* **Material supplied**
== == ==

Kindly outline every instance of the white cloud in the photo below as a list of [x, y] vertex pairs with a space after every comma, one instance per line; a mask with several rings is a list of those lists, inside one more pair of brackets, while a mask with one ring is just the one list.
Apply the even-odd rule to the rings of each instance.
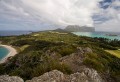
[[95, 25], [97, 31], [120, 32], [120, 0], [114, 0], [107, 9], [101, 9], [99, 15], [107, 20]]
[[[94, 26], [92, 16], [101, 0], [1, 0], [0, 12], [54, 25]], [[1, 14], [1, 13], [0, 13]], [[26, 19], [27, 20], [27, 19]]]

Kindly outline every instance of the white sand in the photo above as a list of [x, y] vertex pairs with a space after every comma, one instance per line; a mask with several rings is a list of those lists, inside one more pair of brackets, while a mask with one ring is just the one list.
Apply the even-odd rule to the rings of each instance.
[[8, 55], [6, 55], [2, 60], [0, 60], [0, 63], [5, 63], [9, 57], [13, 57], [17, 54], [17, 51], [11, 46], [8, 45], [0, 45], [0, 46], [5, 47], [9, 50]]

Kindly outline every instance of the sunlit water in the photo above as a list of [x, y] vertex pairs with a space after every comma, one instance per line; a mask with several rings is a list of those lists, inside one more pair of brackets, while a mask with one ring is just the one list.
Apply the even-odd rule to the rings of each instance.
[[108, 39], [118, 39], [120, 40], [120, 33], [110, 33], [110, 32], [72, 32], [78, 36], [88, 36], [88, 37], [102, 37]]

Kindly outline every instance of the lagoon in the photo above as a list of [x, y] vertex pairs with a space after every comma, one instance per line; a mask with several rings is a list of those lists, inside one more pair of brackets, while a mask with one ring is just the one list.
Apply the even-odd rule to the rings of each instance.
[[87, 36], [87, 37], [97, 37], [97, 38], [107, 38], [107, 39], [118, 39], [120, 40], [120, 33], [113, 32], [72, 32], [78, 36]]

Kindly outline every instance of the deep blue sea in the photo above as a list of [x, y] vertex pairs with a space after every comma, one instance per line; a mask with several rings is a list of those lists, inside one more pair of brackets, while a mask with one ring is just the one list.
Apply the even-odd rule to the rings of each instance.
[[0, 60], [9, 53], [9, 50], [5, 47], [0, 46]]
[[120, 33], [114, 33], [114, 32], [72, 32], [75, 35], [78, 36], [88, 36], [88, 37], [102, 37], [102, 38], [108, 38], [111, 40], [118, 39], [120, 40]]
[[0, 36], [18, 36], [32, 33], [30, 31], [0, 31]]

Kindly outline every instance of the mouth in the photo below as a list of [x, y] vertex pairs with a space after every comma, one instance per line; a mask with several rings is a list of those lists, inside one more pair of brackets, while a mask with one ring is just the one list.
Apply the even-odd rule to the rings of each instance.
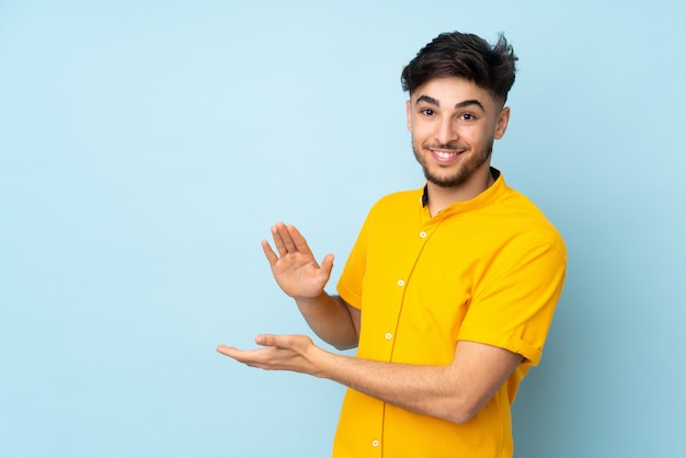
[[464, 150], [444, 149], [444, 148], [426, 148], [432, 157], [441, 163], [450, 163], [465, 152]]

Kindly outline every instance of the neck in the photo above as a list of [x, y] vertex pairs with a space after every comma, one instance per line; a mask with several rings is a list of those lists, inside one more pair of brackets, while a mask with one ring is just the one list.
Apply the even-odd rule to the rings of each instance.
[[495, 179], [491, 173], [491, 168], [487, 169], [484, 175], [479, 174], [471, 176], [470, 180], [459, 186], [442, 187], [434, 183], [426, 183], [426, 192], [428, 195], [428, 213], [431, 216], [437, 215], [444, 208], [457, 203], [467, 202], [477, 197], [479, 194], [493, 185]]

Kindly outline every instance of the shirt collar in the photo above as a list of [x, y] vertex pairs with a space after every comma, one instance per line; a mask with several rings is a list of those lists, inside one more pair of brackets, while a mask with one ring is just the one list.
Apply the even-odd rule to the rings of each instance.
[[[501, 173], [500, 170], [495, 168], [491, 168], [491, 175], [493, 175], [493, 181], [498, 181]], [[428, 187], [424, 185], [424, 190], [422, 191], [422, 207], [426, 207], [428, 204]]]

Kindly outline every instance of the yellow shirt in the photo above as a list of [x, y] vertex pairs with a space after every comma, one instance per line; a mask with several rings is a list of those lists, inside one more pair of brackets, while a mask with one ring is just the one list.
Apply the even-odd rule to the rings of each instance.
[[471, 341], [525, 362], [464, 424], [348, 389], [333, 456], [512, 457], [511, 404], [541, 356], [562, 290], [564, 242], [502, 175], [433, 218], [422, 203], [422, 190], [380, 199], [347, 260], [338, 290], [362, 310], [357, 356], [448, 365], [457, 342]]

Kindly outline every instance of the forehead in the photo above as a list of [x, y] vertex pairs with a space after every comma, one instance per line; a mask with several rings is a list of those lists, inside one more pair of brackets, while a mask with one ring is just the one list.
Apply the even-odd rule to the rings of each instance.
[[[477, 100], [484, 107], [494, 108], [495, 101], [483, 88], [461, 78], [435, 78], [420, 85], [412, 93], [412, 103], [420, 99], [432, 99], [439, 106], [455, 106], [468, 100]], [[488, 108], [487, 108], [488, 110]]]

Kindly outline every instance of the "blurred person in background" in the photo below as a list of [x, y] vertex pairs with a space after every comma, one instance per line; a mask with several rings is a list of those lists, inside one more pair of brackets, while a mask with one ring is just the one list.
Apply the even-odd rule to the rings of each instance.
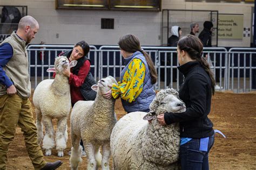
[[103, 94], [106, 98], [121, 98], [124, 110], [127, 113], [150, 111], [150, 103], [156, 96], [153, 85], [157, 73], [151, 56], [140, 46], [139, 39], [132, 34], [120, 38], [120, 53], [124, 59], [118, 85]]
[[190, 29], [191, 29], [191, 31], [190, 34], [196, 36], [197, 33], [199, 32], [199, 24], [197, 23], [192, 23], [190, 24]]

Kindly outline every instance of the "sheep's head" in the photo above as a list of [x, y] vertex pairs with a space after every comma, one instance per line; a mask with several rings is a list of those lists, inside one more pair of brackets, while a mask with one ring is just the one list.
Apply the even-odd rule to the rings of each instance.
[[109, 86], [113, 84], [117, 85], [116, 79], [111, 76], [109, 76], [105, 79], [101, 79], [98, 81], [98, 84], [92, 85], [91, 88], [95, 91], [100, 91], [100, 93], [105, 93], [111, 89]]
[[173, 88], [159, 91], [150, 106], [150, 112], [144, 119], [150, 120], [154, 116], [165, 112], [180, 113], [186, 111], [185, 103], [179, 98], [179, 94]]
[[65, 56], [60, 56], [55, 59], [54, 68], [49, 68], [47, 69], [48, 72], [62, 73], [64, 68], [69, 69], [75, 67], [77, 61], [72, 61], [69, 62], [69, 59]]

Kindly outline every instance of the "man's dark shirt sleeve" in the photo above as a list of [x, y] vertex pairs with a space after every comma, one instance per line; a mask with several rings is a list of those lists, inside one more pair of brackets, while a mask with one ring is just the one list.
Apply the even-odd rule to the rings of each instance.
[[3, 68], [10, 61], [14, 54], [12, 47], [9, 43], [4, 43], [0, 46], [0, 83], [7, 88], [13, 84], [7, 76]]
[[203, 75], [194, 74], [191, 76], [188, 85], [191, 107], [183, 113], [165, 113], [164, 119], [167, 124], [196, 119], [205, 114], [207, 101], [206, 80]]

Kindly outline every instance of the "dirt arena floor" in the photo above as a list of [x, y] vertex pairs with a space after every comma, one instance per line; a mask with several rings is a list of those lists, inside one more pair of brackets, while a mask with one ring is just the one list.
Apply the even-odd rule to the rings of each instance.
[[[115, 109], [118, 119], [125, 115], [119, 100], [116, 102]], [[224, 139], [220, 134], [216, 134], [210, 154], [210, 168], [256, 169], [256, 93], [217, 93], [213, 98], [210, 118], [214, 129], [221, 130], [227, 137]], [[56, 126], [56, 121], [54, 123]], [[69, 121], [68, 125], [69, 127]], [[69, 136], [70, 130], [69, 128]], [[64, 157], [58, 157], [56, 150], [53, 150], [52, 155], [45, 157], [45, 159], [48, 161], [61, 160], [64, 163], [59, 169], [68, 169], [70, 156], [67, 154], [70, 148], [69, 138]], [[8, 156], [9, 169], [33, 169], [19, 128], [17, 129]], [[83, 157], [83, 159], [80, 169], [86, 169], [86, 157]], [[112, 159], [110, 165], [112, 167]]]

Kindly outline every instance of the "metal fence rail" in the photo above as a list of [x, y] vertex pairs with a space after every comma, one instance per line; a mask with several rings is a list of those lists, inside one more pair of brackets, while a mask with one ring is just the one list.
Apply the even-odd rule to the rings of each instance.
[[[237, 60], [235, 60], [235, 58]], [[232, 48], [228, 51], [228, 89], [237, 93], [256, 88], [256, 48]], [[235, 81], [235, 77], [237, 80]], [[241, 81], [242, 87], [240, 87]]]
[[[29, 73], [32, 88], [45, 79], [50, 79], [46, 70], [54, 66], [55, 57], [62, 51], [72, 49], [73, 45], [33, 45], [28, 48]], [[155, 89], [167, 87], [179, 89], [183, 77], [178, 71], [177, 48], [143, 46], [151, 56], [158, 74]], [[91, 72], [96, 80], [107, 75], [120, 80], [124, 60], [118, 46], [103, 46], [99, 49], [90, 46], [88, 55], [91, 60]], [[234, 92], [251, 91], [254, 88], [254, 72], [256, 76], [256, 48], [232, 48], [228, 52], [223, 47], [204, 48], [207, 60], [217, 82], [216, 90], [232, 90]], [[256, 77], [255, 79], [256, 79]], [[243, 84], [243, 86], [241, 86]]]
[[[179, 89], [179, 84], [183, 78], [180, 76], [181, 74], [177, 69], [179, 63], [177, 59], [177, 47], [146, 46], [142, 47], [151, 56], [158, 74], [158, 79], [155, 85], [155, 89], [159, 90], [169, 86]], [[118, 46], [103, 46], [99, 48], [99, 76], [100, 78], [109, 75], [111, 69], [113, 69], [112, 75], [114, 77], [118, 79], [120, 77], [122, 68], [124, 68], [124, 66], [119, 49], [119, 47]], [[223, 47], [204, 48], [204, 52], [209, 56], [207, 60], [214, 75], [216, 75], [217, 73], [219, 73], [216, 75], [217, 79], [219, 80], [218, 81], [219, 82], [218, 84], [219, 88], [217, 90], [225, 90], [227, 80], [225, 79], [227, 73], [226, 49]], [[118, 58], [117, 59], [117, 56]], [[116, 63], [119, 63], [118, 67], [115, 65]], [[117, 74], [117, 72], [119, 74]], [[119, 76], [117, 77], [117, 75]]]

== == ==

* **Goal of the exercise**
Please rescale the records above from the line holding "Kindly outline every instance of the deep" through the line holding "163], [465, 152]]", inclusive, and give only those lines again, requests included and pictures left out. Multiply every coordinate in the answers by 1.25 and round each result to a whole number, rounding halves up.

* **Response to this exercise**
Kindly outline every instance of the deep blue sea in the photo above as a list of [x, y] vertex pairs with a space after every comma, one instance per line; a mask with several rings is a list of those lists, inside one more pair of brackets, while a mask with one ring is just the one list.
Apply the even-odd rule to the rings of each instance.
[[0, 75], [11, 66], [11, 63], [6, 59], [0, 58]]
[[150, 41], [143, 41], [143, 40], [90, 40], [94, 44], [98, 45], [110, 45], [110, 46], [128, 46], [128, 48], [135, 48], [139, 50], [148, 49], [150, 50]]
[[0, 45], [23, 45], [40, 41], [38, 39], [0, 39]]

Kindly outline every instance of the mouth in the photo below as a list of [x, y] vertex pairs with a space after every comma, one instance per line; a mask with several rings is a list of those lists, inside one more pair of brackets, while a mask with one ring is just the one list.
Apply the even-odd rule to the rings of each instance.
[[580, 188], [555, 186], [555, 185], [533, 185], [540, 196], [551, 204], [563, 204], [581, 190]]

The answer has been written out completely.